Исходные данные:

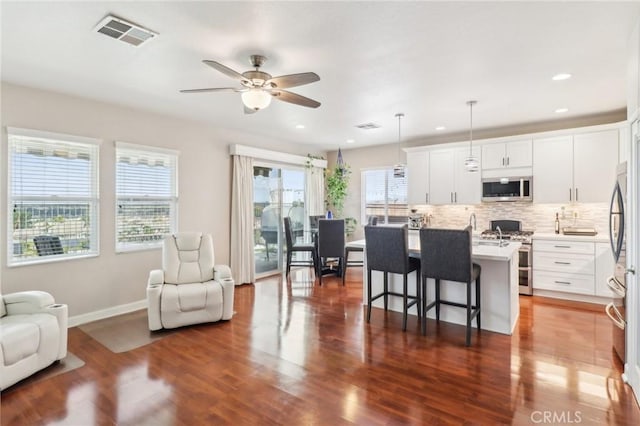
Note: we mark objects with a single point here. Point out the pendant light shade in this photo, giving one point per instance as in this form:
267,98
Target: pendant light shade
399,169
471,163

Что сделать:
Перепишите все эти строки вместе с запросами. Каждое число в ответах (координаты точек) умножьте на 1,85 и округлите до целого, половины вверх. Числа в запросах и образцах формата не трогайте. Это относится ко всем позициям, а изображения в ответ не включайте.

Решение:
Note: we mark objects with a single point here. Point out the pendant light shade in this photo, giving one point per instance as in this form:
267,98
Target: pendant light shade
738,313
871,302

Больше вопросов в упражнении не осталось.